─── EXERCISE DATA ───

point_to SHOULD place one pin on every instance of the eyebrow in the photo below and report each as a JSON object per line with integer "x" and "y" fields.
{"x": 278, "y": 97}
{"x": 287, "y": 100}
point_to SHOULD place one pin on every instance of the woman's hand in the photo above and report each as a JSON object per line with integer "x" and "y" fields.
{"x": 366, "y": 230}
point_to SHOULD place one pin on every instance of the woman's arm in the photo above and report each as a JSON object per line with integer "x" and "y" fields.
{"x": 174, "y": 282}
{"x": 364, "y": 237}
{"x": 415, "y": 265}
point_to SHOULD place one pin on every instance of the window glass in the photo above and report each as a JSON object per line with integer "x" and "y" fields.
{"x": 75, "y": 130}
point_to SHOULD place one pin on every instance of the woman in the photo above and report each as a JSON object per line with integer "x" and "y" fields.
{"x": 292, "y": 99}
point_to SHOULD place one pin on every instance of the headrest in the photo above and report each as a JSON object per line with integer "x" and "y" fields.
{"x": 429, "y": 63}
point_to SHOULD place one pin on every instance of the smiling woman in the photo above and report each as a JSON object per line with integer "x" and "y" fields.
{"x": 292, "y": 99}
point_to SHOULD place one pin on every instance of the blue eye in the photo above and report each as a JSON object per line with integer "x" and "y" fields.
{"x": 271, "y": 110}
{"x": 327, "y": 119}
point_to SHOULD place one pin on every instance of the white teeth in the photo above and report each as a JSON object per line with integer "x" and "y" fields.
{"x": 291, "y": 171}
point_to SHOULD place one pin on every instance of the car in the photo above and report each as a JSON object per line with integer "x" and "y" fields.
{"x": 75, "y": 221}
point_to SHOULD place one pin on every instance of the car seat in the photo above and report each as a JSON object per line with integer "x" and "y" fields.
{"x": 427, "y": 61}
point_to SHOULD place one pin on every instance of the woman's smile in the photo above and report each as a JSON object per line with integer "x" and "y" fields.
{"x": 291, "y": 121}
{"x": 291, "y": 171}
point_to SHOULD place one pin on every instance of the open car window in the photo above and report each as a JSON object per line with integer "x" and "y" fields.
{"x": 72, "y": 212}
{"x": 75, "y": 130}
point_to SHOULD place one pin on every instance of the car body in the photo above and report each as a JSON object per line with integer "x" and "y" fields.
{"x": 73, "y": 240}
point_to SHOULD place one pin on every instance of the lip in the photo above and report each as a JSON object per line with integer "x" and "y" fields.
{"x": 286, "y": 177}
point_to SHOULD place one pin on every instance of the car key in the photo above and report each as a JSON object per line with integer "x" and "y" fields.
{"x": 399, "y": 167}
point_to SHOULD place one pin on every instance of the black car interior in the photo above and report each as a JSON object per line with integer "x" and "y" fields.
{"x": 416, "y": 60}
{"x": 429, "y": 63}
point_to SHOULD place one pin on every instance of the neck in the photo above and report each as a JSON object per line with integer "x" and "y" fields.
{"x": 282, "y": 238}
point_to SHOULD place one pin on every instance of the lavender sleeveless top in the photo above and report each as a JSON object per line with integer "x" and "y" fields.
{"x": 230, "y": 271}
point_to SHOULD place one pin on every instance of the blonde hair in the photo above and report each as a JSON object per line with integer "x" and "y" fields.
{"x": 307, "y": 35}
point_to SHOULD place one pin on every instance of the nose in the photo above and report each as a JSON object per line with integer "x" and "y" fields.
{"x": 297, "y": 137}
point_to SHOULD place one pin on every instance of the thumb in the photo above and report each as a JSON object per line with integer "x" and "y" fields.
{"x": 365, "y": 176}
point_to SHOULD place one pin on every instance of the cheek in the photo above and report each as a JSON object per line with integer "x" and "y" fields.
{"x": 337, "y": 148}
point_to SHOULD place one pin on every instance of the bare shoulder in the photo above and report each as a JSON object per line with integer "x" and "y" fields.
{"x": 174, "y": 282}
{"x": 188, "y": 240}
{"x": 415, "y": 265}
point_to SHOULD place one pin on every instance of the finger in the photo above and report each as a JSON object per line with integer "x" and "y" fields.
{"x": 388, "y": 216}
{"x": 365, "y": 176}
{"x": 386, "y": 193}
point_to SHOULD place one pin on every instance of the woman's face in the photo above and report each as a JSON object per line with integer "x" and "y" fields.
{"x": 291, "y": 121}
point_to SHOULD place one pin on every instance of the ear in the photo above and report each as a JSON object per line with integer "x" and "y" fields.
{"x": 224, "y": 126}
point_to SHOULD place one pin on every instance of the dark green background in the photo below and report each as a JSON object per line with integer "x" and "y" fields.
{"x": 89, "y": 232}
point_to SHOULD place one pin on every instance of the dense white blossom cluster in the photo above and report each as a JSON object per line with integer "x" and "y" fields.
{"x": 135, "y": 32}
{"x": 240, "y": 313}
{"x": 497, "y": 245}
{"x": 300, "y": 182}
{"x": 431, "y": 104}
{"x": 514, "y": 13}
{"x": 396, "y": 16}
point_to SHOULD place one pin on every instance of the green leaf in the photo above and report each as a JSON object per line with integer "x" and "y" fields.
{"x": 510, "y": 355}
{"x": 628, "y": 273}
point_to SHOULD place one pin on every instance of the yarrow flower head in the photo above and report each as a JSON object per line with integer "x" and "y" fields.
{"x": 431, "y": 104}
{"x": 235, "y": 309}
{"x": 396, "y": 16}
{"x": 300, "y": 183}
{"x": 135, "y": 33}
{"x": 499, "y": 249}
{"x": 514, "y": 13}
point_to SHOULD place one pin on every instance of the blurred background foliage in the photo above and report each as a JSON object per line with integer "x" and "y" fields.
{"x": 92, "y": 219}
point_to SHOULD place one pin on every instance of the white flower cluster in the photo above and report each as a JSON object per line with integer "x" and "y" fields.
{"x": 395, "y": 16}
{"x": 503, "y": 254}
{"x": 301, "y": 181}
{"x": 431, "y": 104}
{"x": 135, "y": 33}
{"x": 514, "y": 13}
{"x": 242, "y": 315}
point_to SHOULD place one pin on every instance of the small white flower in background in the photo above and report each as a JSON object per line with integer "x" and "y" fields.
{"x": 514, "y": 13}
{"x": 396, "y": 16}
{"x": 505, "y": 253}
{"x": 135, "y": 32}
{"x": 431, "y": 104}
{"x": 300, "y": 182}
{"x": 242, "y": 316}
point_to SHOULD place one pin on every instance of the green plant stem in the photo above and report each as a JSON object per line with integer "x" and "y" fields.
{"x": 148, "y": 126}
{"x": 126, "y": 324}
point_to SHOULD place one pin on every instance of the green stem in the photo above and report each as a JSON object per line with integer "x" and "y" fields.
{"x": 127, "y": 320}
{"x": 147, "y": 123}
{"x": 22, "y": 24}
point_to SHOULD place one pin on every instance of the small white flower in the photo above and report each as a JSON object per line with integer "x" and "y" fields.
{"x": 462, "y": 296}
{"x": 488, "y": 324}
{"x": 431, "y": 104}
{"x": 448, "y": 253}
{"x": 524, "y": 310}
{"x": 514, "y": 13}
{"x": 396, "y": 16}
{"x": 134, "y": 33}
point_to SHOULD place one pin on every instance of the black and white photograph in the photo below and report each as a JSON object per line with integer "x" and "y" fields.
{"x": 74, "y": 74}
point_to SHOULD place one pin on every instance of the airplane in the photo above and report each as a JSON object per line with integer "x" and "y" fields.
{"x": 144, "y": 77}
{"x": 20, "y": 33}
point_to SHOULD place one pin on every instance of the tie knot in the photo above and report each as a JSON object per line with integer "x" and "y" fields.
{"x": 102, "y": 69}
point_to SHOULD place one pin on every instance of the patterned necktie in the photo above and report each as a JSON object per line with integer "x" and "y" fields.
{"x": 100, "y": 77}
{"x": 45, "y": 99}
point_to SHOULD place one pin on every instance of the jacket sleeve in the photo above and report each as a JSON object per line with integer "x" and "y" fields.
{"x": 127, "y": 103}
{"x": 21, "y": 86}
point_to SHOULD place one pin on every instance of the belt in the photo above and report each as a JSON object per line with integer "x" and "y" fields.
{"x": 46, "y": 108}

───

● EXERCISE:
All lines from the one containing "point_to SHOULD place one pin on every instance of the tie" to the end of the records are to be duplicated exactly, and no other lines are to be given.

● RESPONSE TO THE EXERCISE:
point_to SHOULD place one pin on every instance of the tie knot in the photo above and report each as a JSON object per line with integer "x" and "y" fields.
{"x": 102, "y": 69}
point_to SHOULD place one pin on every instance of the patterned necktie in the photo above and report each as a JSON object per line with integer "x" and "y" fields.
{"x": 100, "y": 77}
{"x": 45, "y": 99}
point_to SHOULD place one pin on every instance of the jacket sleeve in the photo above and report each as a JSON object per line with integer "x" and "y" fields.
{"x": 127, "y": 103}
{"x": 21, "y": 86}
point_to SHOULD place one pin on every instance of the belt in the photo above and report each as a JSON object per line with integer "x" and "y" fields.
{"x": 46, "y": 108}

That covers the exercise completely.